* What to work on
Repeat, exactly and alone, every line from the line that contains "of the bathroom" to the end of the entries.

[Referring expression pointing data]

+ + + + + + +

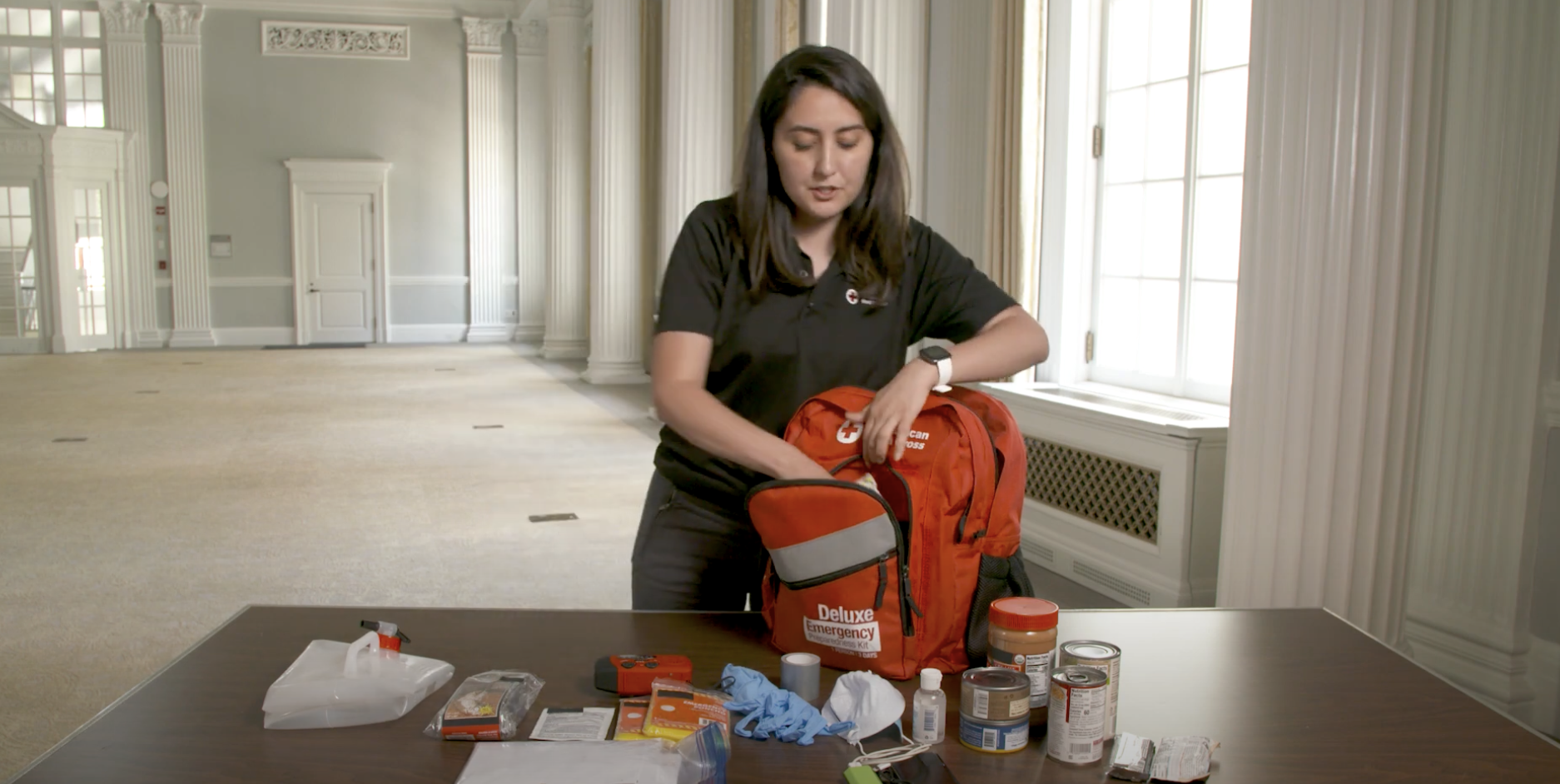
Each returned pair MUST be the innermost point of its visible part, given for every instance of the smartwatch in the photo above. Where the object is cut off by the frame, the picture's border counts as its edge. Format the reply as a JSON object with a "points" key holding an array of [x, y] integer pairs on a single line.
{"points": [[942, 360]]}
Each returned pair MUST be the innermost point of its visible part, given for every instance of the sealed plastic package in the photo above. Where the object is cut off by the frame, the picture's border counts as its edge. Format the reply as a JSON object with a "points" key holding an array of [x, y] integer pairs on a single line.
{"points": [[487, 707]]}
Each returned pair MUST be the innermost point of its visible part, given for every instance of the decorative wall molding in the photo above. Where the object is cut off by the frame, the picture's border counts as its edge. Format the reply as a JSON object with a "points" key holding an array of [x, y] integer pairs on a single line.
{"points": [[180, 22], [373, 8], [531, 37], [312, 39], [250, 282], [128, 111], [255, 335], [484, 37], [617, 270], [569, 205], [428, 332], [430, 280], [1324, 518], [123, 21], [185, 111], [485, 214]]}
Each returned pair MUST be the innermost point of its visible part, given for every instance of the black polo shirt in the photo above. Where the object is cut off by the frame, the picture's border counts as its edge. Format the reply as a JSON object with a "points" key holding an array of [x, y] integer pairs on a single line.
{"points": [[776, 351]]}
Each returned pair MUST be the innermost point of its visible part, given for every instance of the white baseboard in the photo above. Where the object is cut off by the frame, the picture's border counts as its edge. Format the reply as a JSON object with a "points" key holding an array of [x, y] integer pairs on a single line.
{"points": [[1047, 541], [490, 334], [1543, 673], [428, 332], [1484, 669], [255, 335], [183, 339]]}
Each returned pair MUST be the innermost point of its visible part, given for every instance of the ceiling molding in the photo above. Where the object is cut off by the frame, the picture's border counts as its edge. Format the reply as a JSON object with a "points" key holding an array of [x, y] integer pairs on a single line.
{"points": [[378, 8]]}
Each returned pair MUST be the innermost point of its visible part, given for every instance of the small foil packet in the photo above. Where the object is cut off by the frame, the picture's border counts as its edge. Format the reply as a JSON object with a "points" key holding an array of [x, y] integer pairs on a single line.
{"points": [[1133, 758]]}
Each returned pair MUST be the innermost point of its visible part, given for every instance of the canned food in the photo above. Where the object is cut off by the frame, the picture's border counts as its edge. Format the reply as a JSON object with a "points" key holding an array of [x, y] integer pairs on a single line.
{"points": [[1076, 721], [1001, 737], [994, 694], [1105, 658]]}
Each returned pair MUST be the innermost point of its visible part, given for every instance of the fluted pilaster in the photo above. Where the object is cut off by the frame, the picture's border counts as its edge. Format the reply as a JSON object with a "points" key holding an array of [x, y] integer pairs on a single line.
{"points": [[569, 267], [125, 22], [696, 141], [617, 330], [1476, 507], [186, 155], [531, 184], [484, 176]]}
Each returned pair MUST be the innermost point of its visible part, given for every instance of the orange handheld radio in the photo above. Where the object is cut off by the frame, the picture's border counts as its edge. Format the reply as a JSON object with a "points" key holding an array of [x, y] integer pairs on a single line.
{"points": [[631, 673]]}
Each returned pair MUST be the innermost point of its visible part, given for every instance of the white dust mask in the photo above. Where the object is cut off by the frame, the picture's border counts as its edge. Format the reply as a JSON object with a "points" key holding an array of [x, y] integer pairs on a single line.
{"points": [[867, 700]]}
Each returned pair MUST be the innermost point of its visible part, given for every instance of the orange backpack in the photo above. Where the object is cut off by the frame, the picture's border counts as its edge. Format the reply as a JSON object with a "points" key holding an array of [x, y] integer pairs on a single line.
{"points": [[899, 577]]}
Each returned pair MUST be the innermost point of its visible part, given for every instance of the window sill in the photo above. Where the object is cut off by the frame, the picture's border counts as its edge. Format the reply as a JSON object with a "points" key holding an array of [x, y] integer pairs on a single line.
{"points": [[1139, 410]]}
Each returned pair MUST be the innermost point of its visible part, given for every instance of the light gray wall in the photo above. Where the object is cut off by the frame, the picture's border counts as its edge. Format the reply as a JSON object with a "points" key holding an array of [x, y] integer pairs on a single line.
{"points": [[261, 111]]}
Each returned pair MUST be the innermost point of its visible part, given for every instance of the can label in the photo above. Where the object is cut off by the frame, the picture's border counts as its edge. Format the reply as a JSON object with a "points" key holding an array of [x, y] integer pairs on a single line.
{"points": [[1038, 666], [1076, 722], [992, 736]]}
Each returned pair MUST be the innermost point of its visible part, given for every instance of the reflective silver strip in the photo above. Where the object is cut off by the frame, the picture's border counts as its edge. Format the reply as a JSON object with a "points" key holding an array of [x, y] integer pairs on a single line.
{"points": [[842, 549]]}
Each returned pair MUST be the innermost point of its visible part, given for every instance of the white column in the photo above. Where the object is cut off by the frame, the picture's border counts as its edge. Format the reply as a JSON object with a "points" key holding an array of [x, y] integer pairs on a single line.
{"points": [[1333, 303], [569, 269], [617, 323], [125, 22], [531, 183], [696, 137], [890, 37], [484, 181], [1476, 504], [186, 134]]}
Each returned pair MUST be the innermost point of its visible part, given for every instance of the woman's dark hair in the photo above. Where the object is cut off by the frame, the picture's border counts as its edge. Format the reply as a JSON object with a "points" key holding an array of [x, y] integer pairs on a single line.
{"points": [[869, 244]]}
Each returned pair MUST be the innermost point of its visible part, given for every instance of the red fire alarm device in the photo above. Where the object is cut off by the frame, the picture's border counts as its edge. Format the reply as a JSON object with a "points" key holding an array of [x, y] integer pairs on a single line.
{"points": [[632, 675]]}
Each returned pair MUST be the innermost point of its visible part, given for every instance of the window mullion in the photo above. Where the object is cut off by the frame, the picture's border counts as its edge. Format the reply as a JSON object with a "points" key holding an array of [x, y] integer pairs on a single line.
{"points": [[1194, 91], [58, 28]]}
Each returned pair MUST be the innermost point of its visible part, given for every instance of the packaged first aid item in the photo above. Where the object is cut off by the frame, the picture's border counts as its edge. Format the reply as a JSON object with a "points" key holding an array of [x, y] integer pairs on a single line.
{"points": [[698, 759], [571, 723], [678, 710], [348, 685], [487, 707], [631, 719]]}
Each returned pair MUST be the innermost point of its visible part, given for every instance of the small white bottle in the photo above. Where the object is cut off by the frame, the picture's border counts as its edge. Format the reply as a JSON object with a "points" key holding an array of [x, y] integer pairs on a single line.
{"points": [[928, 710]]}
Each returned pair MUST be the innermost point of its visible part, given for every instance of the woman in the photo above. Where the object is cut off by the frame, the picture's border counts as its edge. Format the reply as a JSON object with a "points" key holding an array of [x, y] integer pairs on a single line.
{"points": [[808, 276]]}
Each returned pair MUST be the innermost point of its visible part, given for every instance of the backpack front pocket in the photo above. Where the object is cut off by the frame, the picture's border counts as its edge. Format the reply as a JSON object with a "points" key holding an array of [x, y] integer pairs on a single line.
{"points": [[837, 555]]}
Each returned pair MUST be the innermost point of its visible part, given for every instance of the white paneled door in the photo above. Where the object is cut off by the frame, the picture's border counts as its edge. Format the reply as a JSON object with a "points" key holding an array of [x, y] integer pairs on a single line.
{"points": [[339, 259]]}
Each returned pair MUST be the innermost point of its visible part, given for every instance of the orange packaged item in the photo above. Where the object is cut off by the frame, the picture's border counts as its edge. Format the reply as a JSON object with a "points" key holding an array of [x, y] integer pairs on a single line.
{"points": [[631, 719], [678, 710]]}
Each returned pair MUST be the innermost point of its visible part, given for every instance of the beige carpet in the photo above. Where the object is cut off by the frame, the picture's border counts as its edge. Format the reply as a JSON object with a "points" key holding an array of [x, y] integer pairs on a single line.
{"points": [[321, 478]]}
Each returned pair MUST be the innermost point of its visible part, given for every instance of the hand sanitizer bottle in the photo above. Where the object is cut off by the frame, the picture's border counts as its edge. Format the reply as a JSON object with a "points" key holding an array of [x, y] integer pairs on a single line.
{"points": [[928, 710]]}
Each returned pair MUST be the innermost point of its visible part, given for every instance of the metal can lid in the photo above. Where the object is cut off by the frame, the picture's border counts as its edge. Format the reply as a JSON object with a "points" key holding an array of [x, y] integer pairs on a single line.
{"points": [[1080, 677], [1091, 649], [997, 680]]}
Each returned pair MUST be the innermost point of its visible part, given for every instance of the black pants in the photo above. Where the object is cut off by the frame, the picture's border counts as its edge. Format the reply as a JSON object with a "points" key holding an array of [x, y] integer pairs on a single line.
{"points": [[693, 555]]}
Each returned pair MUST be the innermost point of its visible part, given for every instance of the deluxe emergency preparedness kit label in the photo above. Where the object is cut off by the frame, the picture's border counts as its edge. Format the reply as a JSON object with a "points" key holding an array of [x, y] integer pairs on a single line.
{"points": [[847, 630]]}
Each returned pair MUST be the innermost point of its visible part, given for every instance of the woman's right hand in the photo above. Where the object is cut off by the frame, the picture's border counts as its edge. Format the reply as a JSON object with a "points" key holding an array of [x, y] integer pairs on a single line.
{"points": [[801, 466]]}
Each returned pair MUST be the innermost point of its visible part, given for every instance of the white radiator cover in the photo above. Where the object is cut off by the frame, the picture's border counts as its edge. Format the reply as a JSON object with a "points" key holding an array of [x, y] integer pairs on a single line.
{"points": [[1180, 564]]}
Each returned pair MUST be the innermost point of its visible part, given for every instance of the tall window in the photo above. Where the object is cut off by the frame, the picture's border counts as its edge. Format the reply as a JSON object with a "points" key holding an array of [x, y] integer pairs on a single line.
{"points": [[1167, 237], [52, 62]]}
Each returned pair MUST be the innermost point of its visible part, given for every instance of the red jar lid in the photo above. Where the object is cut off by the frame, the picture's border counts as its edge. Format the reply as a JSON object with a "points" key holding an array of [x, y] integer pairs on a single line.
{"points": [[1024, 613]]}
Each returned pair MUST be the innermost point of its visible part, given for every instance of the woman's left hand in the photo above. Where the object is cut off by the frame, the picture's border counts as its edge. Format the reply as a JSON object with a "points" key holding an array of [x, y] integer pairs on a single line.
{"points": [[887, 419]]}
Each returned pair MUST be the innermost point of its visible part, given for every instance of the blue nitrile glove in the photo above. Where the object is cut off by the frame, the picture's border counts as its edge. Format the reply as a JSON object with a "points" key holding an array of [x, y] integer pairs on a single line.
{"points": [[773, 711]]}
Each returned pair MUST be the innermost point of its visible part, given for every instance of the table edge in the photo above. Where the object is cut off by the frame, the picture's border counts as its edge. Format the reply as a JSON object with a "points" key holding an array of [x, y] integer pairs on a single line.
{"points": [[127, 696], [1448, 682]]}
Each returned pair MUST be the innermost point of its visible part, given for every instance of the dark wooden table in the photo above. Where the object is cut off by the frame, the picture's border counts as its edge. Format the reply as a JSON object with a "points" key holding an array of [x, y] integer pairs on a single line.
{"points": [[1294, 696]]}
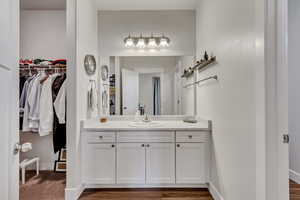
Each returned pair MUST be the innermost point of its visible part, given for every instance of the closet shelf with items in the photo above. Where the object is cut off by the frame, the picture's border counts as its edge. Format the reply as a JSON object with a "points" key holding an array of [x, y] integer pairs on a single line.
{"points": [[43, 99]]}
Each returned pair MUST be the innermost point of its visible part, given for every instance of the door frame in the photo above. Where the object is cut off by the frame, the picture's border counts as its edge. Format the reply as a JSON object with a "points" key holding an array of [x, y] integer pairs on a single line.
{"points": [[276, 182]]}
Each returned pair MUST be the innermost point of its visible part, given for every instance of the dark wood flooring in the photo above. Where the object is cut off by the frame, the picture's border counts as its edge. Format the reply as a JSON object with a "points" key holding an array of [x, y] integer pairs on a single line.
{"points": [[50, 186], [147, 194], [47, 186], [294, 191]]}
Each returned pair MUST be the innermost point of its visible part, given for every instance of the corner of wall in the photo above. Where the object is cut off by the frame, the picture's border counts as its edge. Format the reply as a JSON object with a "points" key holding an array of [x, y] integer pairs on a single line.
{"points": [[214, 192], [73, 193]]}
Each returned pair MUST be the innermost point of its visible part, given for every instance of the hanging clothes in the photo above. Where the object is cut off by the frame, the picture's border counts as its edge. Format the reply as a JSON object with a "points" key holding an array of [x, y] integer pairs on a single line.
{"points": [[92, 98], [59, 129], [25, 125], [46, 107], [60, 104]]}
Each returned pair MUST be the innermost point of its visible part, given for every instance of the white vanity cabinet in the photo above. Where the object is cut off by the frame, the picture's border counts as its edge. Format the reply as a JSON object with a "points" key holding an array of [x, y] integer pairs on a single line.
{"points": [[98, 158], [145, 158], [160, 163], [131, 161], [192, 157]]}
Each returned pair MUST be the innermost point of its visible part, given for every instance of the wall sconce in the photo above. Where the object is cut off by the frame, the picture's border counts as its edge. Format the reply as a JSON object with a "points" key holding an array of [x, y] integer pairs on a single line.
{"points": [[151, 42]]}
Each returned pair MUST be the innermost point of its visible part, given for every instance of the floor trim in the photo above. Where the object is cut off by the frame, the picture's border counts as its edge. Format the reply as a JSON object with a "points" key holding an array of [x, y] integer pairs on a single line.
{"points": [[214, 192], [73, 193], [294, 176], [92, 186]]}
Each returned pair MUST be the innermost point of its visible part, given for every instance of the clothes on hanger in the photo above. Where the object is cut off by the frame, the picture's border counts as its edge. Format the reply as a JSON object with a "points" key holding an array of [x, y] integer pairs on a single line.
{"points": [[59, 125], [46, 110], [43, 104]]}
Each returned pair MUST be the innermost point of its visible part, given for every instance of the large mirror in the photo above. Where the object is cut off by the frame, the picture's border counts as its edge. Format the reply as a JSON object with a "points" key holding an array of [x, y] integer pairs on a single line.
{"points": [[150, 84]]}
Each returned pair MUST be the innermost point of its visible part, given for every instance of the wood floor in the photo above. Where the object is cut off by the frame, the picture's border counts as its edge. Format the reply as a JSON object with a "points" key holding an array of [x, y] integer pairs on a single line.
{"points": [[147, 194], [50, 186], [294, 191]]}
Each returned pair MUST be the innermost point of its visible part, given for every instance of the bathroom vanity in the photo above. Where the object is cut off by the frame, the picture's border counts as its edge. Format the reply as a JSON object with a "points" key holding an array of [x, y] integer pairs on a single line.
{"points": [[165, 153]]}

+ + + + + + +

* Output
Each returned pair MUST be the innermost point of its visible part, given for every instance of the bathroom vanity in the photo above. Where the object is cut off by the frame, the picture's border counts as its edge. Format the reply as a JSON object with a "points" key holding an array of [x, y] integer pairs on a single line.
{"points": [[165, 153]]}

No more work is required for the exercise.